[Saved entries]
Content starts
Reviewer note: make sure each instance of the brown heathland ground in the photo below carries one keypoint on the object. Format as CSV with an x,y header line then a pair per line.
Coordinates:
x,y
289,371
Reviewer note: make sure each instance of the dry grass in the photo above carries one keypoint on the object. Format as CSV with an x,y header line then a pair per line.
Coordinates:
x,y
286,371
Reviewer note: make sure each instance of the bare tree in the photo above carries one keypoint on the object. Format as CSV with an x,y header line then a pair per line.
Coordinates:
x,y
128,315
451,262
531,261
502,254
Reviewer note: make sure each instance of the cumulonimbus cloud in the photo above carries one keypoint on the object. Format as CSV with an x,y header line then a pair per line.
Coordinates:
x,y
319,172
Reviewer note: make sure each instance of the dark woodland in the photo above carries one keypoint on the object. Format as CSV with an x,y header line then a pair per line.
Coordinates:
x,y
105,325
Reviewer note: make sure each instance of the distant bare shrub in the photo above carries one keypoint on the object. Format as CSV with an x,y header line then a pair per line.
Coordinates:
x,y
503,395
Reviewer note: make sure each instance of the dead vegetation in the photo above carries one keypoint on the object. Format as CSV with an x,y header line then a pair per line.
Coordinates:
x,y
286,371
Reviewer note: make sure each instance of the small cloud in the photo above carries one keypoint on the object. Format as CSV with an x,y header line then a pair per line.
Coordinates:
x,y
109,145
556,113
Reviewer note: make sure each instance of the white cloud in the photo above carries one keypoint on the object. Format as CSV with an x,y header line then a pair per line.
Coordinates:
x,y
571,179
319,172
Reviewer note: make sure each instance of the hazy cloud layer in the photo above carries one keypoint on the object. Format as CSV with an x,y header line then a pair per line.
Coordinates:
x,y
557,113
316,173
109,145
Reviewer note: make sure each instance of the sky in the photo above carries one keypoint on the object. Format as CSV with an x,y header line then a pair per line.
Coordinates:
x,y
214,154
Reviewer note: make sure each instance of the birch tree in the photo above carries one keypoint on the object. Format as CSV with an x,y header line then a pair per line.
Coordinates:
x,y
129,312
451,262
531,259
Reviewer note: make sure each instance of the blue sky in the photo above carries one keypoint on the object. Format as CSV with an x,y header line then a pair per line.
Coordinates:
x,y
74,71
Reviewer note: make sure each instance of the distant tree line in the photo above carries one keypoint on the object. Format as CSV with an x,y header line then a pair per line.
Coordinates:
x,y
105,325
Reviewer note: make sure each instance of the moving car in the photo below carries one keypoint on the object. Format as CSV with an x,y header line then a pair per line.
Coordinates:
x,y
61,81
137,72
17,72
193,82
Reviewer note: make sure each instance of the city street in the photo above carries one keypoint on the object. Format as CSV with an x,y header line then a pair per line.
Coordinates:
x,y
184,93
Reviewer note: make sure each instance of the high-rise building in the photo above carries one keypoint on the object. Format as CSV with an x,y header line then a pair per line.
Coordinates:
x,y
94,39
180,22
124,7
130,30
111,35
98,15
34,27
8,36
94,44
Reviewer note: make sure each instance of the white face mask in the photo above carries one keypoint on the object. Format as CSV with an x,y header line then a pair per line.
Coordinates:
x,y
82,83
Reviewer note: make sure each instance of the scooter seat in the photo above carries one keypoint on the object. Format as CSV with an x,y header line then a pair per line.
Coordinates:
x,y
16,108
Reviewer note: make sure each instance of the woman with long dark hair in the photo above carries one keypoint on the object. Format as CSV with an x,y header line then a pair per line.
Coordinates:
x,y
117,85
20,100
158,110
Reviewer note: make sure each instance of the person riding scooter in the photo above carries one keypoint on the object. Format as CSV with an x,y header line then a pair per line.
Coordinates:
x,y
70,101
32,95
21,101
Content ends
### EXERCISE
Show all lines from the records above where the word "distant" occurs.

### EXERCISE SOLUTION
Reviewer note: make sure each instance of the distant bare shrub in the photo above carries one keypoint on the object. Format as CSV with an x,y header line then a pair per line.
Reviewer note: make sure each instance of the distant tree line in the photo above carries one keypoint on the object. Format as CSV with an x,y header line then a pair per line.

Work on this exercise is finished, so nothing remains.